• **PROMPT**: Please write out, exactly as they appear, the line containing "Q: Point out each instance of the flag" and every line after it to the end of the records, and nothing more.

--------

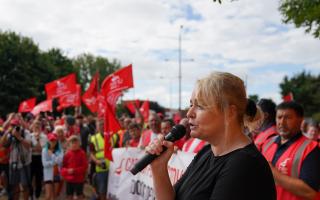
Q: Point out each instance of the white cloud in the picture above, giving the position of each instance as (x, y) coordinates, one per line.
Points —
(243, 37)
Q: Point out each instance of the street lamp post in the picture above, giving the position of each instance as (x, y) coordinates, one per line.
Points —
(180, 76)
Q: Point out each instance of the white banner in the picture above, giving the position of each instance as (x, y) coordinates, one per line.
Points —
(122, 185)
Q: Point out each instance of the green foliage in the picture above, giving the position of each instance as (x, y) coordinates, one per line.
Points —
(25, 69)
(254, 97)
(19, 67)
(306, 90)
(302, 13)
(87, 65)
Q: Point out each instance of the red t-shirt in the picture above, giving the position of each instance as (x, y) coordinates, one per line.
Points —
(76, 160)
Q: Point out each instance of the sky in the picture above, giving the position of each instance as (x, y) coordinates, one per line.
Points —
(244, 37)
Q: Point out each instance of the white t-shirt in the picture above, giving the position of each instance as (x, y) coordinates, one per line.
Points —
(19, 154)
(42, 139)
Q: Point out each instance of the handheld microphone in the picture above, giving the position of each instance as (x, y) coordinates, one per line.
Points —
(176, 133)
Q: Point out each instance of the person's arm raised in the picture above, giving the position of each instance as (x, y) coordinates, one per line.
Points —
(159, 167)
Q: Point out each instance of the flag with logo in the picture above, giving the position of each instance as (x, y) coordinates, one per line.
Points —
(288, 97)
(60, 87)
(27, 105)
(90, 96)
(72, 99)
(44, 106)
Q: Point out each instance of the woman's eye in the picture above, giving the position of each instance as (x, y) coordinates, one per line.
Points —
(200, 107)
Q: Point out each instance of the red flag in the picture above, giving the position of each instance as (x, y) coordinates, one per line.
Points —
(27, 105)
(145, 108)
(288, 97)
(112, 100)
(118, 81)
(62, 86)
(132, 105)
(72, 99)
(44, 106)
(101, 105)
(89, 98)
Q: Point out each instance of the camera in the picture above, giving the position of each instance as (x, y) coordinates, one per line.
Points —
(103, 165)
(17, 128)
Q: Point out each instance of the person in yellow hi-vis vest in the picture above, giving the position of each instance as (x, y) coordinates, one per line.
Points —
(97, 156)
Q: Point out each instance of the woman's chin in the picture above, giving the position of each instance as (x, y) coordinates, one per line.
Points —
(194, 134)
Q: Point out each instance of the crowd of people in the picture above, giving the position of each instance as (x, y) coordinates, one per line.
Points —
(56, 156)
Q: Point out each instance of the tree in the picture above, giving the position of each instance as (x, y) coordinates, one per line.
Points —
(302, 13)
(306, 90)
(19, 67)
(87, 65)
(254, 97)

--------

• **WRITTEN REPLY**:
Q: Point out each instance of the flag with logo in the picture above, giving the position of each instance as (x, y) coordinates, one per line.
Points —
(288, 97)
(60, 87)
(27, 105)
(90, 96)
(72, 99)
(44, 106)
Q: Point out each instance of the woman's eye in the picture above, giving the position of each instance as (x, y) coordinates, one per line.
Points —
(200, 107)
Q: Point out each instance of the red flag in the picture above, giving the position of each instance as (x, y) coordinates, one per line.
Points —
(27, 105)
(145, 108)
(288, 97)
(112, 100)
(118, 81)
(62, 86)
(132, 105)
(72, 99)
(44, 106)
(101, 105)
(89, 98)
Q: Point out each instance of the camera in the picture above, giving the position of each instance as (x, y) coordinates, one per line.
Points —
(103, 165)
(17, 128)
Q: Point out each instance of the person in yellow hi-vis vest in the picture above, giving the position of each instance as (x, y) coordinates, one per line.
Points —
(97, 156)
Q: Point out each instance of the woman's chin in the picture above, giving the position of each instance as (x, y) coordinates, one per line.
Points —
(194, 134)
Q: Point out each instance of the crowd of people in the picture above, giving the position of each instance as (x, y) coordinates, one per line.
Points —
(56, 156)
Q: Point out each instance of the tree in the picture above, giving the position of each instance as (x, y) coordinates, one per line.
Points —
(302, 13)
(306, 90)
(19, 67)
(87, 65)
(254, 97)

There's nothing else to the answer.